* **What you should do**
Quote the following lines verbatim, from the first to the last.

* **Stored data**
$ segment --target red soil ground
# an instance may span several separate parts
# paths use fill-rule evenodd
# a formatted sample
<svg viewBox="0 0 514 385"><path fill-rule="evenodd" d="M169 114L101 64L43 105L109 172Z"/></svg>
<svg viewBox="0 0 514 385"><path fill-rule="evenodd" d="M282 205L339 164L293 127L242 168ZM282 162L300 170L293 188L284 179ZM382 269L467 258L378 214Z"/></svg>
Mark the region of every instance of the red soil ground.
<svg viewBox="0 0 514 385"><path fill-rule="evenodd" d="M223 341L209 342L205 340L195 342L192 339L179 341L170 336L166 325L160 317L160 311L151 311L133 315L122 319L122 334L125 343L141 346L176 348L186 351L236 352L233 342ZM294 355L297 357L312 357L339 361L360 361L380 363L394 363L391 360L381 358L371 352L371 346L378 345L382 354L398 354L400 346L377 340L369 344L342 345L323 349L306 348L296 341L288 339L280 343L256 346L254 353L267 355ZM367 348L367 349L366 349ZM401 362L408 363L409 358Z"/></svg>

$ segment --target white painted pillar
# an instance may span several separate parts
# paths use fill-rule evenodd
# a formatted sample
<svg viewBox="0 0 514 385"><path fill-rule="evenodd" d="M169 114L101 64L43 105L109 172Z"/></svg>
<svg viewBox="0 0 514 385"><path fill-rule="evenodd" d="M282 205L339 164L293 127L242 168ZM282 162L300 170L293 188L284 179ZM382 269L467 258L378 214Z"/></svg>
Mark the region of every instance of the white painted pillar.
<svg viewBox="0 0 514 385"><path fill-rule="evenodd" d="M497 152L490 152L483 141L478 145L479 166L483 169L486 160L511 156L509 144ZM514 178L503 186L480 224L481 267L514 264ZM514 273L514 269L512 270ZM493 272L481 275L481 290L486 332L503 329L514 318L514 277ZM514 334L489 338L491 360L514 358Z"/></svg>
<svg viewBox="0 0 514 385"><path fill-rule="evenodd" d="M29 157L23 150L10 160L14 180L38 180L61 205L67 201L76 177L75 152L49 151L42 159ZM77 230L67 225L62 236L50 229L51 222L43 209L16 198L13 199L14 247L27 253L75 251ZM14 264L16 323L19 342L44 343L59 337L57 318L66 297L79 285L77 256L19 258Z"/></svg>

* **Task response**
$ segment --target red soil ground
# an instance may span several separate parts
# paths use fill-rule evenodd
# a formatted sample
<svg viewBox="0 0 514 385"><path fill-rule="evenodd" d="M169 114L101 64L43 105L109 172Z"/></svg>
<svg viewBox="0 0 514 385"><path fill-rule="evenodd" d="M282 205L339 164L293 127L242 168ZM282 162L300 170L293 188L284 179ZM382 269L467 258L378 214Z"/></svg>
Mark the region of every instance of the red soil ground.
<svg viewBox="0 0 514 385"><path fill-rule="evenodd" d="M223 341L209 342L205 340L195 342L192 339L179 341L170 336L166 325L160 317L160 311L151 311L133 315L122 319L122 334L125 343L141 346L176 348L186 351L236 352L233 342ZM294 355L297 357L312 357L339 361L360 361L380 363L394 363L391 360L381 358L371 352L371 346L378 345L382 354L398 354L400 346L377 340L369 344L342 345L323 349L306 348L296 341L288 339L280 343L256 346L254 353L267 355ZM367 348L367 349L366 349ZM401 362L408 363L409 358Z"/></svg>

$ segment --target white painted pillar
# an instance may span several separate parts
# paths use fill-rule evenodd
# a formatted sample
<svg viewBox="0 0 514 385"><path fill-rule="evenodd" d="M169 114L101 64L43 105L109 172Z"/></svg>
<svg viewBox="0 0 514 385"><path fill-rule="evenodd" d="M282 205L339 164L293 127L242 168ZM282 162L300 170L293 188L284 179ZM382 269L467 258L378 214Z"/></svg>
Mark the region of every instance of the white painted pillar.
<svg viewBox="0 0 514 385"><path fill-rule="evenodd" d="M497 152L490 152L483 141L478 145L479 166L483 169L486 160L511 156L509 144ZM514 178L503 186L480 224L481 267L514 264ZM514 273L514 269L512 270ZM493 272L481 275L481 290L486 332L503 329L514 318L514 277ZM514 334L489 338L491 360L514 358Z"/></svg>
<svg viewBox="0 0 514 385"><path fill-rule="evenodd" d="M29 157L23 150L10 160L14 180L38 180L61 205L67 201L76 177L75 152L49 151L42 159ZM77 230L67 225L62 236L50 229L51 222L43 209L16 198L13 199L14 247L27 253L75 251ZM14 264L16 323L19 342L44 343L59 337L57 318L66 297L79 285L77 256L19 258Z"/></svg>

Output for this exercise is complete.